#### [Collected data]
--------------------------------------------------

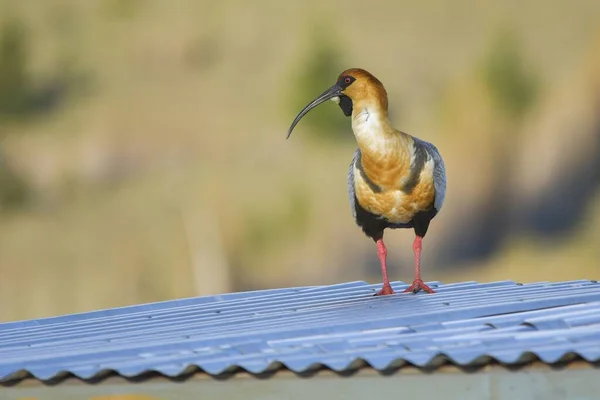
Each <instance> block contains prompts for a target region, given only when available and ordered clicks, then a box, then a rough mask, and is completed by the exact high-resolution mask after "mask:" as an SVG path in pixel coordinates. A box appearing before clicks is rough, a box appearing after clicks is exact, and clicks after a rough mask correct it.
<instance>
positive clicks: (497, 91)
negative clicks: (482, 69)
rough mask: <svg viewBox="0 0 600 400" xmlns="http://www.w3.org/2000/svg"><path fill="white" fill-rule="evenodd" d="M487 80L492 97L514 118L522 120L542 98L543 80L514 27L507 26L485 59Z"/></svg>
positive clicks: (484, 67) (499, 34)
mask: <svg viewBox="0 0 600 400" xmlns="http://www.w3.org/2000/svg"><path fill="white" fill-rule="evenodd" d="M483 75H484V80H485V83H486V85H487V88H488V90H489V91H490V95H491V97H492V100H493V101H494V102H495V103H496V105H497V106H498V107H499V108H500V109H501V110H502V111H503V112H504V113H505V114H506V115H505V118H508V119H510V120H512V121H514V122H517V121H518V120H520V119H521V118H522V117H523V116H524V115H525V114H526V113H527V112H528V111H529V110H530V109H531V107H532V106H533V104H534V103H535V101H536V100H537V98H538V93H539V81H538V80H537V78H536V76H535V75H534V74H533V73H532V72H530V71H529V70H528V69H527V67H526V65H525V62H524V60H523V56H522V51H521V47H520V41H519V39H518V37H517V35H516V34H515V33H514V32H513V31H510V30H503V31H501V32H500V34H499V35H498V36H497V37H496V39H495V40H494V42H493V43H492V45H491V47H490V52H489V54H488V56H487V57H486V58H485V60H484V65H483Z"/></svg>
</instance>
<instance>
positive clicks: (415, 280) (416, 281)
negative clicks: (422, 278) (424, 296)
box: [404, 279, 435, 293]
mask: <svg viewBox="0 0 600 400" xmlns="http://www.w3.org/2000/svg"><path fill="white" fill-rule="evenodd" d="M420 290H422V291H424V292H427V293H435V291H434V290H433V289H431V288H430V287H429V286H427V285H426V284H425V283H424V282H423V281H422V280H420V279H415V281H414V282H413V284H412V285H410V286H409V287H407V288H406V290H404V293H409V292H413V293H417V292H419V291H420Z"/></svg>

--------------------------------------------------

#### [What is needed]
Take the entries above and set them down exactly, minus the pictures.

#### [Response to this task]
Each <instance> block contains prompts for a target region, given only when available and ordered clicks, then a box, then a rough mask, and is completed by the exact high-resolution mask after "mask:" as an SVG path in pixel coordinates. A box appearing before clicks is rough, a box appearing after clicks is exact, and clicks after a rough mask correct it.
<instance>
positive clicks: (497, 91)
negative clicks: (482, 69)
rough mask: <svg viewBox="0 0 600 400" xmlns="http://www.w3.org/2000/svg"><path fill="white" fill-rule="evenodd" d="M487 80L492 97L514 118L522 120L542 98L543 80L514 27L507 26L485 59Z"/></svg>
positive clicks: (484, 67) (499, 34)
mask: <svg viewBox="0 0 600 400" xmlns="http://www.w3.org/2000/svg"><path fill="white" fill-rule="evenodd" d="M483 75H484V80H485V83H486V85H487V88H488V90H489V91H490V95H491V97H492V100H493V101H494V102H495V103H496V105H497V106H498V107H499V108H500V109H501V110H502V111H503V112H504V113H505V114H506V115H505V118H508V119H510V120H512V121H514V122H517V121H518V120H520V119H521V118H522V117H523V116H524V115H525V114H526V113H527V112H528V111H529V110H530V109H531V107H532V106H533V104H534V103H535V101H536V100H537V98H538V93H539V81H538V80H537V78H536V76H535V75H534V74H533V73H532V72H530V71H529V70H528V69H527V67H526V65H525V62H524V60H523V56H522V51H521V47H520V41H519V39H518V37H517V35H516V34H515V33H514V32H513V31H510V30H503V31H501V32H500V34H499V35H498V36H497V37H496V39H495V40H494V42H493V43H492V45H491V47H490V52H489V54H488V56H487V57H486V58H485V60H484V65H483Z"/></svg>
</instance>
<instance>
positive clicks: (415, 280) (416, 281)
negative clicks: (422, 278) (424, 296)
box: [404, 279, 435, 293]
mask: <svg viewBox="0 0 600 400" xmlns="http://www.w3.org/2000/svg"><path fill="white" fill-rule="evenodd" d="M420 290H422V291H424V292H427V293H435V291H434V290H433V289H431V288H430V287H429V286H427V285H426V284H425V283H424V282H423V281H422V280H420V279H415V281H414V282H413V284H412V285H410V286H409V287H407V288H406V290H404V293H409V292H413V293H417V292H419V291H420Z"/></svg>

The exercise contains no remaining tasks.